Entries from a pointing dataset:
━━━━━━━━━━
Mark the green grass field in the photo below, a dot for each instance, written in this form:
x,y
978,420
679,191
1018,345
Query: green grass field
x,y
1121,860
━━━━━━━━━━
Exercise brief =
Substitute "meadow" for every "grass field" in the lines above and write them out again with nothing else changed.

Answer to the exercise =
Mark the green meadow in the photo below, a dot for each instance, written in this form:
x,y
978,420
679,191
1018,345
Query: green meadow
x,y
1121,860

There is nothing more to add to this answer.